[Problems and tasks]
A – Output the passage of the Sevcon espAC thread starting at "Hey Frodus, any" and ending at "espAC, only Gen4.", copied word for word.
B – List every item that frodus tells adsport69 to check or make sure of in the Sevcon espAC thread.

[Text block]
BEGIN

# Sevcon espAC 48V ... Help dcf? Quick-E!!



## adsport69 (Dec 7, 2019)

So a picture tells a thousand words, here I have a motor temp/ torque cutback, but I can't see where or why. or even how i get a factor of 0.007 - this i imagine is why the motor barely spins. I imagine it is derived from the motor temp divided by the torque cut back. But I can't find a value for torque back - is this another function from somewhere else - maybe someone else has seen it and can help.


----------



## frodus (Apr 12, 2008)

Make sure there's a temp sensor attached, and that it's working properly. It will cut back if it doesn't read one, or it's too hot.


----------



## adsport69 (Dec 7, 2019)

Thanks Travis, I don't have one connected at the mo, but I also don't think it is configured to have one (as in the temp sensor i have "none" selected). I have noticed that the inverter is set to speed control mode, and with no load on I guess that could also be why it is low. I tried to change it to Torque/ Speed mode, but it did not take it. 

Sevcon no longer support this espAC inverter officially, I have tried. Just wish I could find a dcf somewhere for one as maybe it will clean up the "default" one inside my inverter which is also preventing me from saving out a dcf. As i get a 5630,1 error "Abort" message.


----------



## frodus (Apr 12, 2008)

So, this inverter came with the motor, correct?

The DCF is inside the inverter already. Not sure why you need a DCF if its already configured. Might check your CAN cable, and also what DVT version you have and if you have admin rights or not.


----------



## adsport69 (Dec 7, 2019)

Well no, I actually bought two inverters before I started down this route, then bought a motor. I went for Sevcon's as I use two of the Gen 5 Size 9s in each bus (below) at work. I have DVT Customer Version 13.9 - maybe it is too new to cope with the espAC however I got the eds file from Sevcon (now Borgwarner).

I have managed to load dcf and edit them at work, so i dont think it is permissions, I just think something is wrong with the one inside my inverter. When I save out a DCF I get this error about an expected integer, and the word "Abort" appears in the EDS section of the object dictionary. Hence my thoughts about a good clean dcf.

CAN Is good comms is good, and I can see plenty of data from the inverter, just these niggles over being stuck in speed control and not being able to save out the dcf.

Hoping to get on with building the car over the upcoming holidays...


----------



## frodus (Apr 12, 2008)

What is the error, screenshot it.


----------



## adsport69 (Dec 7, 2019)

thanks for coming back to me, please see the screen shot, From the errors I think the word "Abort" appears in EDS number field where it should be an integer (at least that's what is tells me).

So I can't save out a DCF, also I don't seem to have the option to select Torque/Speed mode.


----------



## adsport69 (Dec 7, 2019)

Hey Frodus, any ideas whats going on? You don't have a clean reasonable or base .dcf do you for an espAC? I can't believe I cant find one on the internet. I'm pretty sure this "abort" text is messing my dcf saving up. thanks


----------



## frodus (Apr 12, 2008)

Nope, No idea. Never worked with espAC, only Gen4.

Run the EDS generator again, see if that works. Beyond that, no clue.


----------

END

[Data extract]

BEGIN

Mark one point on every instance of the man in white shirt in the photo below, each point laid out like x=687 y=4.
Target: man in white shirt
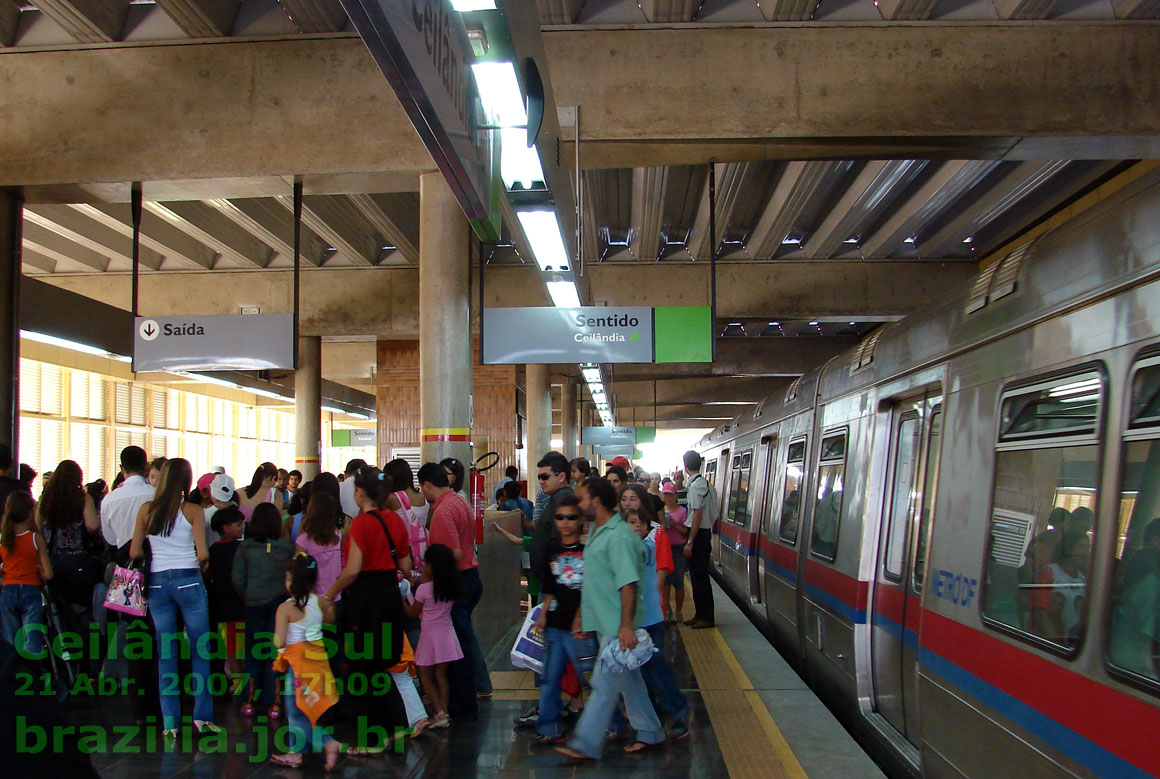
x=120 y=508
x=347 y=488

END

[Exercise solutions]
A –
Hey Frodus, any ideas whats going on? You don't have a clean reasonable or base .dcf do you for an espAC? I can't believe I cant find one on the internet. I'm pretty sure this "abort" text is messing my dcf saving up. thanks


----------



## frodus (Apr 12, 2008)

Nope, No idea. Never worked with espAC, only Gen4.

B –
- That a temp sensor is attached and working properly
- The CAN cable
- Which DVT version is installed
- Whether adsport69 has admin rights